The problem:
Replace "red traffic light" with "red stop signal" in the records from their start through the line containing "left=741, top=121, right=772, bottom=138", and write out those lines again with nothing else changed. Leave the pictures out of your answer.

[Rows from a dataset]
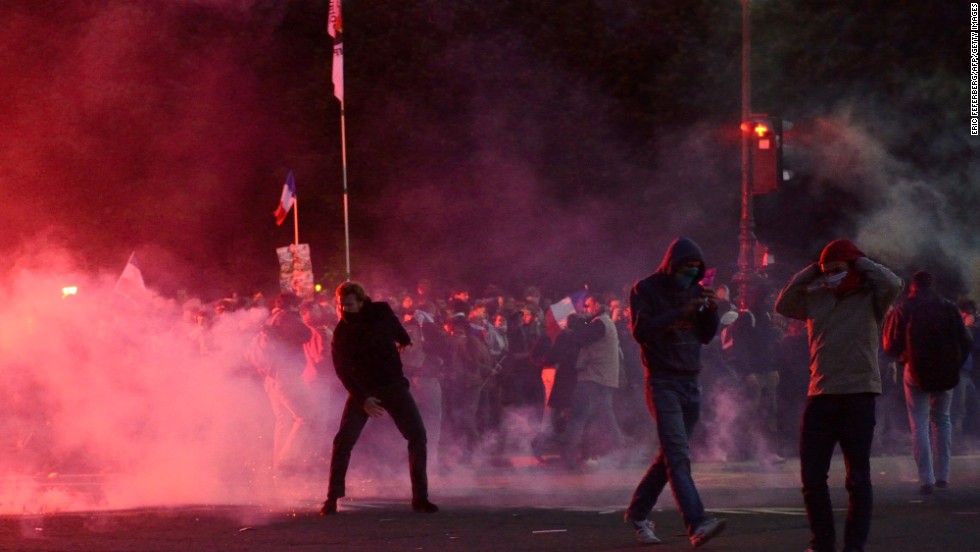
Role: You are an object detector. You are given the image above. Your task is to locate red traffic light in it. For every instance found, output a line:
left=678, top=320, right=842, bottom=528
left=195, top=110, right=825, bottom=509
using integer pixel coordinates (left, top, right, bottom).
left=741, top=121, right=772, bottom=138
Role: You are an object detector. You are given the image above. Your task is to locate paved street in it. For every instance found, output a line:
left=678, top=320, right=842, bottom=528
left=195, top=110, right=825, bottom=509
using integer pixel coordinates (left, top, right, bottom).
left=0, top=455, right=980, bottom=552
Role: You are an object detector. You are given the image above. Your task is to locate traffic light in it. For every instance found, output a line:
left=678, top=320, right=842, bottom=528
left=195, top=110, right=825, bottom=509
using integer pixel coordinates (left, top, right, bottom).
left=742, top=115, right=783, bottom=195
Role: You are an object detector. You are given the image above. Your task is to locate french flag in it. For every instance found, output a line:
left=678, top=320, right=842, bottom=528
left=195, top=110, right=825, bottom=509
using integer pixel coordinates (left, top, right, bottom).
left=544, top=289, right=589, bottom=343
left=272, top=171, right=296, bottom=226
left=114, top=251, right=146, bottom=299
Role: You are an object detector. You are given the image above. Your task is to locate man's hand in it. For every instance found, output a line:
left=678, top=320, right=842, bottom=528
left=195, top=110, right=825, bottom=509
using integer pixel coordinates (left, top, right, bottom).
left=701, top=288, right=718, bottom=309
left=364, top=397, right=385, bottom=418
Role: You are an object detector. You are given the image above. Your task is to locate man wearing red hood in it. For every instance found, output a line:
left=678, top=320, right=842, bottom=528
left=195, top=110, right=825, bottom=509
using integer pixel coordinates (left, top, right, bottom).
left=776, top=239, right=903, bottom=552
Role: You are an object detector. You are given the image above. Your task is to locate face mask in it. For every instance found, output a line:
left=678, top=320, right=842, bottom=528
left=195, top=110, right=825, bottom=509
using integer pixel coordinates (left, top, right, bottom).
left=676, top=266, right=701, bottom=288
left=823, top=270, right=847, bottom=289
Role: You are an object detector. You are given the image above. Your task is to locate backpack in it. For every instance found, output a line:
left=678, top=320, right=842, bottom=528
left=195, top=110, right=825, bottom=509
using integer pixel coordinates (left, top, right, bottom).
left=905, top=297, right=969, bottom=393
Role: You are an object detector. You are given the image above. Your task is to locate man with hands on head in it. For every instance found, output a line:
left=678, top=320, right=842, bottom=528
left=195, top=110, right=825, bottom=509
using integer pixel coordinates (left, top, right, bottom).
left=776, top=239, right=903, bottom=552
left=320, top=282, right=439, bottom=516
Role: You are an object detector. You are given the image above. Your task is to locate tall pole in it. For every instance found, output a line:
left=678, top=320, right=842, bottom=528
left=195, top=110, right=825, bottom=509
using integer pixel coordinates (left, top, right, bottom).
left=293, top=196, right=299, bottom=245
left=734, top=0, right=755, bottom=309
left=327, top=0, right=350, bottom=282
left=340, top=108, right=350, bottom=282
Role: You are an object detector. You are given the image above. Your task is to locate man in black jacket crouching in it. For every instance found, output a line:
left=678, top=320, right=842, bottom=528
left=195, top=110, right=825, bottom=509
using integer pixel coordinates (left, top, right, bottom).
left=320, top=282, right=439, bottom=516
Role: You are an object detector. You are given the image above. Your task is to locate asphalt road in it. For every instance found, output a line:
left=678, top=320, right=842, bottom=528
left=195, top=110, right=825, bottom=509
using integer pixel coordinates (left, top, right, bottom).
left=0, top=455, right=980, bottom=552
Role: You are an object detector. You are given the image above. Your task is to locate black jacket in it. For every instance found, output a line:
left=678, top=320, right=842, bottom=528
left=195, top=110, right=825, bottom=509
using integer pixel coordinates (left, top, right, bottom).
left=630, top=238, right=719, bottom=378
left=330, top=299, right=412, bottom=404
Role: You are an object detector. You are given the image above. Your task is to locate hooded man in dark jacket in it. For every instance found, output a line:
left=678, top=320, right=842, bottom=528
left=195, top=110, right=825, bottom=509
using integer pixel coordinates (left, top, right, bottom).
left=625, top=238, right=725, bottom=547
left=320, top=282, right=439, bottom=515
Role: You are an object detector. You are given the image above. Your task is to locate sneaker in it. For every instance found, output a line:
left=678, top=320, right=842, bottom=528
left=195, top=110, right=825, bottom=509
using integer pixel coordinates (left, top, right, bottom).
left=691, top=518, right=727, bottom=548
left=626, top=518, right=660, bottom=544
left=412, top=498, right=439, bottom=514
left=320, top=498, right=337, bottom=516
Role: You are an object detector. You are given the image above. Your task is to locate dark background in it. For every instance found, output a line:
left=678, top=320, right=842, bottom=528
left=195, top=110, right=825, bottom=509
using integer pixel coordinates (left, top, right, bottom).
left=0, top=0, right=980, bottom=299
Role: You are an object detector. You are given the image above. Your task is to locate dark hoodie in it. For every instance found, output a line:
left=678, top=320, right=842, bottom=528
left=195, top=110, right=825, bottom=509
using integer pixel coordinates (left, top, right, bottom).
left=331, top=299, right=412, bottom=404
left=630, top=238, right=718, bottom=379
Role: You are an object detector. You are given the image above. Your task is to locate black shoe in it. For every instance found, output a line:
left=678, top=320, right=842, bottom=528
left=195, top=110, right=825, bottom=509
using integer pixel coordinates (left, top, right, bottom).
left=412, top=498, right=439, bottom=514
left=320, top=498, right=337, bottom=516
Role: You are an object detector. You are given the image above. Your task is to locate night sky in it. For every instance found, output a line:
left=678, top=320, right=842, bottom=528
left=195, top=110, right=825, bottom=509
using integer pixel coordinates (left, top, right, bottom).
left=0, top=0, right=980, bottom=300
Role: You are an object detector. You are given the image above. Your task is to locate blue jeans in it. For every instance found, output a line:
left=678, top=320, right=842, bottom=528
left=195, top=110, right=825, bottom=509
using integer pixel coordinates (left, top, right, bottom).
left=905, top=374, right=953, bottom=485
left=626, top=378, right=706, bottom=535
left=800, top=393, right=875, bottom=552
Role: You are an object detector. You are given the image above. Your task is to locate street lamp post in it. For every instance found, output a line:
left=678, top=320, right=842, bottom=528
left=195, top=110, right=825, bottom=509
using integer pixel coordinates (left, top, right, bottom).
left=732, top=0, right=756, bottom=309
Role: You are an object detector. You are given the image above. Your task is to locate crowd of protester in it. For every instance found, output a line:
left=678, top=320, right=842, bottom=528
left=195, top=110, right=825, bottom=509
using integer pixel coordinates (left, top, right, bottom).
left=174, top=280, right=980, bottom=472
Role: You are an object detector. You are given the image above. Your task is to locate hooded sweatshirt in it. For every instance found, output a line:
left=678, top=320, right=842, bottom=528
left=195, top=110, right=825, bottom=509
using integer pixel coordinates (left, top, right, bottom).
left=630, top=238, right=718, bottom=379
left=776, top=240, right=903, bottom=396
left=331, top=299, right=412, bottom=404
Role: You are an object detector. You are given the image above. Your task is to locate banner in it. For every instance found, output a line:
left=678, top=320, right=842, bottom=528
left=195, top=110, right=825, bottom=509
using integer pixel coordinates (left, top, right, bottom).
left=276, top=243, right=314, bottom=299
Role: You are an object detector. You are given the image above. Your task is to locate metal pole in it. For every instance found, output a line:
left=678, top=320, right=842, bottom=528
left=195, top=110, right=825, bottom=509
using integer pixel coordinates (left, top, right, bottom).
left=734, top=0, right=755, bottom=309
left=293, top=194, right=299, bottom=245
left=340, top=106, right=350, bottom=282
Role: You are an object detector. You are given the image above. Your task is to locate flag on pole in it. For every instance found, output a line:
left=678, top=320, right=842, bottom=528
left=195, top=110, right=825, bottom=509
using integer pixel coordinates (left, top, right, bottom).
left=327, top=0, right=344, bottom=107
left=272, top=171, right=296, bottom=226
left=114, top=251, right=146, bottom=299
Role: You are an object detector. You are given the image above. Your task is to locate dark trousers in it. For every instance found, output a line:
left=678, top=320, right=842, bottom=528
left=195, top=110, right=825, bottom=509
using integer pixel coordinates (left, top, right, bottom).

Response:
Role: You are an object detector. You are given the image above. Your task is to locate red stop signal in it. For every instance found, output a line:
left=678, top=320, right=842, bottom=528
left=195, top=110, right=825, bottom=509
using integer pixel coordinates (left, top, right, bottom).
left=741, top=121, right=772, bottom=138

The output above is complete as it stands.